**Brief:** Please print all of the entries, matching them exactly.

[[ Records shown open ]]

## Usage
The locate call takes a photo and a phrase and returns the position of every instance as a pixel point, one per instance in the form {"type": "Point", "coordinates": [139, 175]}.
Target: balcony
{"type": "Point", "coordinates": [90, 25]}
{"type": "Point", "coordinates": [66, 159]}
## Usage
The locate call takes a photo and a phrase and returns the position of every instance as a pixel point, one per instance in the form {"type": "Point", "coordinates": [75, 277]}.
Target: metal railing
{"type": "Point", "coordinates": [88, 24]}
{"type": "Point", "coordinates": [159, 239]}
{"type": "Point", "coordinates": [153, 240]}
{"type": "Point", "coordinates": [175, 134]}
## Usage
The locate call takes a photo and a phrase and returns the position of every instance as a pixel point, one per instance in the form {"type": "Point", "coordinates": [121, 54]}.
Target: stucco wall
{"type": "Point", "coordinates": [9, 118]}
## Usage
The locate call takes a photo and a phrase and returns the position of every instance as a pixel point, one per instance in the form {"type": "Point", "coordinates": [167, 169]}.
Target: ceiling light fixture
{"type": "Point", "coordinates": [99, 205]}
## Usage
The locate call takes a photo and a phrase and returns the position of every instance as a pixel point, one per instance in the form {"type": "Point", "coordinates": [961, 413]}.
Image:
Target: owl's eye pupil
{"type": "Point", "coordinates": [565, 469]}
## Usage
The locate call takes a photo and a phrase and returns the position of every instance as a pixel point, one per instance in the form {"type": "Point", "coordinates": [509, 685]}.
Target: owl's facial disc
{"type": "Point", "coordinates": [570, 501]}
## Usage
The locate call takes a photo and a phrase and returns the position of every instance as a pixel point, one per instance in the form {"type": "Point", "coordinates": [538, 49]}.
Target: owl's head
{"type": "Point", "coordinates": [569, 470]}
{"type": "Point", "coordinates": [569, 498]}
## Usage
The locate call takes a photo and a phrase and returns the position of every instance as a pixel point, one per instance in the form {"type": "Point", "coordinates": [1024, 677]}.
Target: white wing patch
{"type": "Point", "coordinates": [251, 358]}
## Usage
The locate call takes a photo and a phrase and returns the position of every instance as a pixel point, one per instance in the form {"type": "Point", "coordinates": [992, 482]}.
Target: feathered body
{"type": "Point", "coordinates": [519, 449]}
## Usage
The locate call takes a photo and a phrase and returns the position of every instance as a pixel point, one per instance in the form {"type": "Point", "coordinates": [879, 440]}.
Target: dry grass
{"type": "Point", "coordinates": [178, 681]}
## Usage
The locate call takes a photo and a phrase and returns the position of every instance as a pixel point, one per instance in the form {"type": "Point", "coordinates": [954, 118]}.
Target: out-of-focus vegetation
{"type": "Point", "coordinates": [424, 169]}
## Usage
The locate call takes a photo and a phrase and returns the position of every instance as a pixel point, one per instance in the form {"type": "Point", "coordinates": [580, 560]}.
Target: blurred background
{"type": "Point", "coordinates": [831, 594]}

[[ Records shown closed ]]

**Answer box:**
## Usage
The locate call takes a photo and a phrase and returns the position of every instance as a pixel point, one per instance in the form {"type": "Point", "coordinates": [139, 175]}.
Target: balcony
{"type": "Point", "coordinates": [90, 25]}
{"type": "Point", "coordinates": [66, 159]}
## Usage
The locate call takes a photo and a phrase and returns the position of every instance as a pixel point, one per instance in the form {"type": "Point", "coordinates": [75, 277]}.
Target: metal railing
{"type": "Point", "coordinates": [88, 24]}
{"type": "Point", "coordinates": [159, 239]}
{"type": "Point", "coordinates": [153, 240]}
{"type": "Point", "coordinates": [175, 134]}
## Usage
The locate call takes a photo and a phrase and returns the position of every instance as a pixel point, one per instance in the form {"type": "Point", "coordinates": [121, 54]}.
Target: stucco wall
{"type": "Point", "coordinates": [9, 118]}
## Usage
The locate call takes a photo and a phrase and returns the position of every instance as a pixel point, one per instance in the form {"type": "Point", "coordinates": [167, 169]}.
Target: ceiling light fixture
{"type": "Point", "coordinates": [99, 205]}
## Usage
The locate call takes a photo and a phrase and returns the position of every instance as a pixel point, one per instance in the form {"type": "Point", "coordinates": [961, 413]}.
Image:
Target: owl's eye pupil
{"type": "Point", "coordinates": [565, 469]}
## Usage
The locate call takes a photo and a phrase and returns the position of every instance as a pixel point, one per instance in the form {"type": "Point", "coordinates": [509, 685]}.
Target: owl's facial disc
{"type": "Point", "coordinates": [570, 501]}
## Usage
The locate call takes a photo and a phrase and returns the position of every instance as a pixel point, one per instance in the form {"type": "Point", "coordinates": [538, 49]}.
Target: owl's head
{"type": "Point", "coordinates": [569, 470]}
{"type": "Point", "coordinates": [569, 498]}
## Usage
The locate call takes a photo and a phrase and returns the position of every instance as a pixel point, one per instance in the form {"type": "Point", "coordinates": [1024, 677]}.
Target: white wing patch
{"type": "Point", "coordinates": [251, 358]}
## Usage
The locate call takes a photo and a phrase and returns the position of every instance as a pixel point, one per instance in the form {"type": "Point", "coordinates": [992, 482]}.
Target: feathered body
{"type": "Point", "coordinates": [519, 449]}
## Usage
The locate call takes a photo and a phrase and returns the position of every instance as a pixel point, one per instance in the form {"type": "Point", "coordinates": [879, 440]}.
Target: dry grass
{"type": "Point", "coordinates": [178, 681]}
## Usage
The locate call takes a photo and a phrase and returns the position of every instance as a pixel point, one per instance in the form {"type": "Point", "coordinates": [954, 118]}.
Target: out-of-focus vegetation
{"type": "Point", "coordinates": [424, 169]}
## Usage
The locate call takes a photo and a phrase and returns the position of every instance as a pixel point, one per instance in the form {"type": "Point", "coordinates": [580, 560]}.
Target: blurred background
{"type": "Point", "coordinates": [831, 594]}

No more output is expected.